**作業課題**
**1)** 煙突の解体工法に関する資料文を読み、次の問いに答えてください。
(a) 重機での解体が可能とされているのは、地上からどのくらいの高さより下方ですか。
(b) 病院や学校が周辺にあるなど、騒音を出せない場所に適しているとされる解体方法は何ですか。
(c) ワイヤーソー機械で使用するワイヤーは、どのようなものだと述べられていますか。
**2)** 煙突の解体工法に関する資料文を、最後の文の後から書き継いでください。

**資料文**
######

煙突の解体工事の方法については、人力ブレーカー解体や重機解体、引き倒し解体など、さまざまな方法があります。工法は、立地場所や工期、費用などの条件によって変化します。
人力解体は、名前のとおり人力で解体作業を行っていきます。内部に積み上げられた煉瓦をハンマーやバールなどで解体していきます。径が大きいときには、作業員を増やして効率を上げます。
重機による解体が難しい高所では、ブレーカーを用いて人力解体を行います。人力解体のメリットは、作業中にコンクリート片が落下することを防ぐことです。ただし、工期が長くなることと、騒音が発生するというデメリットもあります。
騒音の発生を少なくする解体方法もあります。ハンドクラッシャーを用いた人力解体です。周辺に病院や学校といった施設があるような、騒音を出せないところではハンドクラッシャーを用いた解体方法が適しているでしょう。
解体のための煙突工事では、地上から10メートル~15メートルほどの高さから下方は重機での解体を行うことができます。それよりも高い位置については、人力解体を行います。
重機を用いると、コンクリートを一度にたくさん解体することができます。重機による解体は、非常に作業能率が良く、短い工期で解体を進めることが可能です。
煙突の周囲に、クレーンを阻むものがなければ、クレーンを近づけて解体することができます。クレーンを近づけることによって、頂部からすべて重機で解体作業を行うことが可能です。
すべてを重機で解体すると、人力解体と重機解体の両方を採用する場合よりも短期間で解体することができます。
ただし、上部を崩したときにコンクリート片が落下してくるため、充分な養生と作業場所を確保して行わなくてはなりません。
解体には、ワイヤーソー機械を用いる方法もあります。使用するワイヤーは、ダイヤモンド入りの非常に強いものです。ワイヤーを高速回転させて、コンクリートを切断することができます。
コンクリートをワイヤーで輪切りにしていき、クレーンで地上に降ろします。そして、重機で解体していきます。解体ガラは場外に運搬し、産業廃棄物許可業者に委託して処分します。その場で重機解体を行わない場合は、輪切りにした状態のまま処分地に運び、数本まとめて重機で解体します。
ワイヤーソー機械を用いると、工期を短縮することが可能です。
ただし、ワイヤーソー機械を用いるにはいくつか条件があります。
まず、すべて重機で解体する場合と同じく、クレーンを近くまで寄せる必要があります。クレーンで輪切りにしたコンクリートを降ろしていかなくてはならないからです。

######

**行データ一覧**

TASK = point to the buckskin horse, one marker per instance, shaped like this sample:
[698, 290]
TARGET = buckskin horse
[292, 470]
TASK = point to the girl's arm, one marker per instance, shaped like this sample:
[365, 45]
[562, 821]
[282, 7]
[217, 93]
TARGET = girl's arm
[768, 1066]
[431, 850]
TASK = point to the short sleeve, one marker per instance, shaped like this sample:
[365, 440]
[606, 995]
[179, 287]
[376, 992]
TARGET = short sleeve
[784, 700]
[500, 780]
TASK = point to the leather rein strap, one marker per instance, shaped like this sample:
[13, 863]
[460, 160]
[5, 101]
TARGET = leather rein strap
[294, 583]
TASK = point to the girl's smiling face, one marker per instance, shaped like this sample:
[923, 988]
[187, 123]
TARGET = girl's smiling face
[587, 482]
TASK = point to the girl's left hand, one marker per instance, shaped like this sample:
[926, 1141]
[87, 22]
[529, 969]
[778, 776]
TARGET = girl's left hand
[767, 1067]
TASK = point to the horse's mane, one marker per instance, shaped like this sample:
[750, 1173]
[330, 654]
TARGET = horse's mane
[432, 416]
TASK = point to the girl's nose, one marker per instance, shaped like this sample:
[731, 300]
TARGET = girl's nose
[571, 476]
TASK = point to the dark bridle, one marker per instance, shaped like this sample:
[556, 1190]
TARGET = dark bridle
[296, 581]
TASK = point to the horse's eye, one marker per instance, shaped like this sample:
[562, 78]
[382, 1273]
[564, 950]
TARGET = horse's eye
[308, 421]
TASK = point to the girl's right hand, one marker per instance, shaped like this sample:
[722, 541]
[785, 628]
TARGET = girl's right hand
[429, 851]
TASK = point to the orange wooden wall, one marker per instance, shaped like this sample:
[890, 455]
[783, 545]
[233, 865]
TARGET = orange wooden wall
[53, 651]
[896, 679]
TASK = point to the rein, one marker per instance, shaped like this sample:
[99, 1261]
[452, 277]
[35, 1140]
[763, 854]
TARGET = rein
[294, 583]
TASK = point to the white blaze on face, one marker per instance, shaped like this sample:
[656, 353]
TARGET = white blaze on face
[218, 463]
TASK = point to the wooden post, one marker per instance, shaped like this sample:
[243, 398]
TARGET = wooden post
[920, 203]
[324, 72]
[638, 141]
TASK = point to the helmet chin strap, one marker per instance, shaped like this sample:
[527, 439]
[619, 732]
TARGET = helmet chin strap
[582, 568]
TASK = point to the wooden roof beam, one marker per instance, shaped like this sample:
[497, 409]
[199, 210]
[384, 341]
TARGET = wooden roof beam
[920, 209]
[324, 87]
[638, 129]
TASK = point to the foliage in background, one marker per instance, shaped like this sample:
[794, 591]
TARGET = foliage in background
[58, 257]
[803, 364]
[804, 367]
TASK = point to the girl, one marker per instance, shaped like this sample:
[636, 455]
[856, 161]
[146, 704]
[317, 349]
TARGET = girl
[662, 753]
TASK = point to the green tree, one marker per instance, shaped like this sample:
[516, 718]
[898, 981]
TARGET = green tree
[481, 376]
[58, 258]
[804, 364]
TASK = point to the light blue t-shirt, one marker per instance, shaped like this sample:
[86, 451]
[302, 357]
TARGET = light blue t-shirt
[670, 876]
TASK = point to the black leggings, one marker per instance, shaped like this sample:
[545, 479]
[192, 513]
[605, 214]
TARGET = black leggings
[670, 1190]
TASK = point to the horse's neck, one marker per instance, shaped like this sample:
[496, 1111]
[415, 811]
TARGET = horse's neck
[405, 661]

######

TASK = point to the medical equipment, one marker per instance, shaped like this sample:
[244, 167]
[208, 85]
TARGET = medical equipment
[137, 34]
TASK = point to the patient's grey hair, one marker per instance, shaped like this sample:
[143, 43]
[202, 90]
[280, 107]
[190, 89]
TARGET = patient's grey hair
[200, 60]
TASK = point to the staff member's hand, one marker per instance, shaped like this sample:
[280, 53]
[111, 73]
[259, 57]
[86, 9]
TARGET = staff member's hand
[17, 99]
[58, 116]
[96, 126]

######

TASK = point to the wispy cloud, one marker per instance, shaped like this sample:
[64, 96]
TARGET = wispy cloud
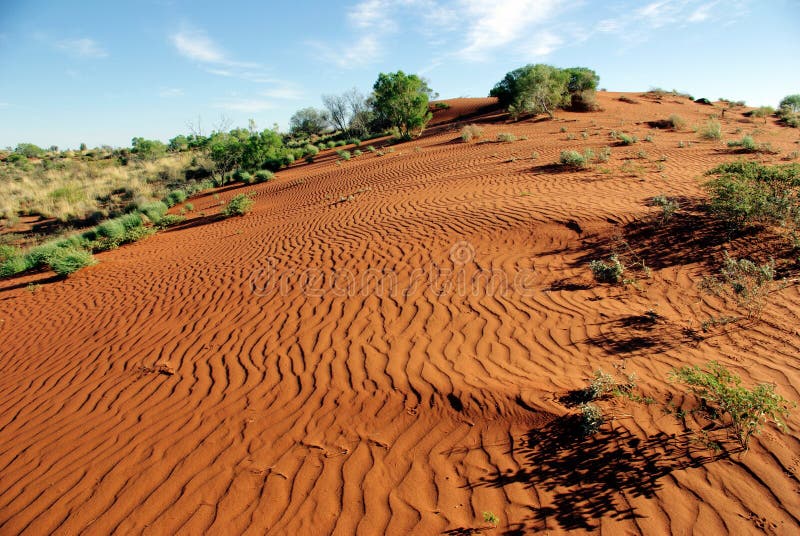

######

**解答例**
**1)**
(a) 地上から10メートル~15メートルほどの高さより下方です。
(b) ハンドクラッシャーを用いた人力解体です。
(c) ダイヤモンド入りの非常に強いワイヤーです。

**2)**
次に、煙突が劣化していてはワイヤーソー機械を用いることはできません。劣化がひどいと、クレーンで降ろす最中に崩れてコンクリート片が落下する危険性があるためです。コンクリートの落下は、非常に危険なことです。あらかじめ予測できる場合は、それに対応した配置や作業を行うことができますが、予測できない場合は大きな事故に繋がることがあります。
解体のための煙突工事には、引き倒し解体を行う場合があります。下部の片側を解体しておき、ワイヤーで引っ張って倒します。根元から折るようなイメージです。そのあと、重機を用いて解体します。
引き倒し解体は、もっとも工期を短くすることができる方法です。しかし、騒音や粉塵の量もまた著しいです。騒音や粉塵についても考慮して、充分な作業場所を確保しなくてはなりません。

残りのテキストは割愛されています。